# TEXT PROVIDED

>> Start

Really? A man is your big money rescue?

image depicting a man being a big money rescue

 

There’s something that has concerned me as long as I can remember.

 

It is this belief, approach, whatever you want to call it that even in these gender-enlightened times, women are still thinking of and using men as their money rescue or financial security. Really?

 

And as if to prove me right, just last week, I was sitting in a small restaurant, day dreaming about the food I had ordered. Right alongside the scent of the pan-fried dolphin, the following conversation floated into my consciousness.

Well-dressed, office-type voice:

…I don’t know…I’ve been working a long time and I still don’t seem to be moving forward. I can barely meet my expenses, my savings are getting smaller and smaller, I need new clothes and my car need some repairs…sometimes I wonder what I’m working for!?!

>> End

# DATA LISTING
>> Start

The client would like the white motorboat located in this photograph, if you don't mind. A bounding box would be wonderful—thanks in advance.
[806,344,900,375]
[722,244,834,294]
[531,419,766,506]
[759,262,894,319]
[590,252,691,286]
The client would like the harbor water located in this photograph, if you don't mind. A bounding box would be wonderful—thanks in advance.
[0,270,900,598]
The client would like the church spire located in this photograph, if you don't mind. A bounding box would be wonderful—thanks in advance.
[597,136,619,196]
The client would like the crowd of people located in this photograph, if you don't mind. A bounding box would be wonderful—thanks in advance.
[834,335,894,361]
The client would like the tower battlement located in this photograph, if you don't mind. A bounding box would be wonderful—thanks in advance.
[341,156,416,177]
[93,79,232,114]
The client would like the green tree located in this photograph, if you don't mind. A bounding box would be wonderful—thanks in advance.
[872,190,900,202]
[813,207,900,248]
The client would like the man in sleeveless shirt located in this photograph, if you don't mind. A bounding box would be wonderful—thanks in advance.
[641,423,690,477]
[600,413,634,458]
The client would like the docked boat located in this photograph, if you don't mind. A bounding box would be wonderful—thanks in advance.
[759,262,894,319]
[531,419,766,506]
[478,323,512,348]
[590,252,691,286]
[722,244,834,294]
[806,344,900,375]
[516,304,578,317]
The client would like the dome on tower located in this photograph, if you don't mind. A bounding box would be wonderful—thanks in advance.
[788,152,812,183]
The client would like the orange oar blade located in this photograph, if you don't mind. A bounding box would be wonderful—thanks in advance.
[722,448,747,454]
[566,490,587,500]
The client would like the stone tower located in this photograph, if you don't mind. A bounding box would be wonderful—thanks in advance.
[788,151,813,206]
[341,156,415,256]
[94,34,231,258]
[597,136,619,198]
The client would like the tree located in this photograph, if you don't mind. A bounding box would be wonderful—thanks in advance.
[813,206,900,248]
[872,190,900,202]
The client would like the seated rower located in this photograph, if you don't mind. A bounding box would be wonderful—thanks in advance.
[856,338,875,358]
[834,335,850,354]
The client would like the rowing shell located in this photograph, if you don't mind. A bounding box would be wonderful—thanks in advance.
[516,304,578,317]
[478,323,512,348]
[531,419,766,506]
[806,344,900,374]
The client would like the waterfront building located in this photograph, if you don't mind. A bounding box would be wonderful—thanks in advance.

>> End

# TO DO
A - Condense the paragraph of the essay on men as a money rescue that opens "And as if to prove me right" into one shorter sentence that keeps its main facts.
B - Carry on the essay on men as a money rescue from the point where it stops.

# PER-TASK ANSWERS
A - Last week, as if to prove me right, I was daydreaming about my order in a small restaurant when a conversation drifted over to me along with the smell of pan-fried dolphin.

B -
Heavily made-up, too-tight clothes, office-type voice:

…I know what you mean…I’m kinda in the same place. As a matter of fact, I’m desperate to realise my dreams before 45 (years)…

 

Well-dressed, office-type voice:

Dreams? You lucky you can dream…

 

Heavily made-up, too-tight clothes, office-type voice:

Girl! There aint nutting wrong wid dreaming…I want a lil house…you know… three bedrooms, two bathrooms, a jacuzzi, a nice lawn…in a nice neighborhood… (lowered voice) I already looking at some men wid money to, you know…to help out…

 

Wuhloss!

 

I admit. They were not talking to me but I moved one table down so I could think without interruption.

 

Why do some women (too many) continue to see men as their money rescue? Do they have any idea of the consequences? Or maybe I just need to get with the program?

 

Here are some of the implications of using men as your money rescue 

 

You have to be selling what the man is buying

Men with money who are in a position to bankroll you are looking for a young, very attractive woman. All the studies in this area indicate quite simply: women want money, men want beauty.

 

So if a man with money is to be your big money rescue, just make sure you have the looks and the youth to swing it. Oh! And be willing to give the sex…some of it just might be with his friends.

 

He who pays the piper calls the tune

Yeah baby…he sure does. I know this from up close.

 

I once had a girlfriend who used to have enough money to buy everything she wanted. She lived in a nice place, had a car while most of us were still catching the bus and of course she travelled regularly.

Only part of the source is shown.